__EXERCISE INSTRUCTIONS__: Starting with the first line of the data that follows, transcribe every line verbatim until the line containing "phrase -- red fire truck" has been transcribed.

(Stored data entries)
◇ ◇ ◇ ◇ ◇
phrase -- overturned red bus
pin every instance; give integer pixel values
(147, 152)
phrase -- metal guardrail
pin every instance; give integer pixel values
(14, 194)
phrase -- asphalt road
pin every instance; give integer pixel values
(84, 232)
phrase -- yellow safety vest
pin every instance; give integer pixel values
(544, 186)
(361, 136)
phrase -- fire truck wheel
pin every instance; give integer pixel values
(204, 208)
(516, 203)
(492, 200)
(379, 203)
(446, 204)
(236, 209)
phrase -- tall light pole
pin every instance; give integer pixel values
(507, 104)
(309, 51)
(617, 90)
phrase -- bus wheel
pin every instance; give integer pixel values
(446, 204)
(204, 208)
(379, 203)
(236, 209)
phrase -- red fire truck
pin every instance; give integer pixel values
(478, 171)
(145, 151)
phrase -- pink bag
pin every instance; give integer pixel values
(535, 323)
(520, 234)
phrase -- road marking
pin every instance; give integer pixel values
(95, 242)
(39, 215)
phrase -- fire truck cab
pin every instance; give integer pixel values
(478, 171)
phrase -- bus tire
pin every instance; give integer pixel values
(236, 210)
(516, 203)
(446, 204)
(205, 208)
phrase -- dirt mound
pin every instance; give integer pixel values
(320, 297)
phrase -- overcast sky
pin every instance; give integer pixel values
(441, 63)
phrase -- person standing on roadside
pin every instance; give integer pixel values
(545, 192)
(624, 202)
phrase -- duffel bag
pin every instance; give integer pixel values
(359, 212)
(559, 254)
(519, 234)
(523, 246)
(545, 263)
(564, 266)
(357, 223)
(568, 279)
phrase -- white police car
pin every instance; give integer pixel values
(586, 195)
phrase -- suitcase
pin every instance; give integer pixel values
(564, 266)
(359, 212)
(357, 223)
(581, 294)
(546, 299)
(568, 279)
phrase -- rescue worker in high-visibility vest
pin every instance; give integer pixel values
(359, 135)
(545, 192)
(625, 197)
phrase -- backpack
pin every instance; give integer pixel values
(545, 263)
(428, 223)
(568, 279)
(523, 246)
◇ ◇ ◇ ◇ ◇
__SOLUTION__:
phrase -- overturned red bus
pin every instance; give integer pixel values
(147, 152)
phrase -- metal guardrail
pin every instance; give integer pixel values
(14, 194)
phrase -- asphalt road
pin every instance; give integer pixel values
(84, 232)
phrase -- yellow safety vest
pin every instance; give integer pixel values
(544, 186)
(361, 136)
phrase -- fire truck wheel
pin every instance; give integer pixel values
(204, 208)
(516, 203)
(492, 200)
(379, 203)
(446, 204)
(236, 209)
phrase -- tall light pole
pin every instance; give integer pixel values
(507, 104)
(309, 51)
(617, 90)
phrase -- bus wheel
pin every instance; give integer pixel values
(446, 204)
(204, 208)
(379, 203)
(236, 209)
phrase -- red fire truck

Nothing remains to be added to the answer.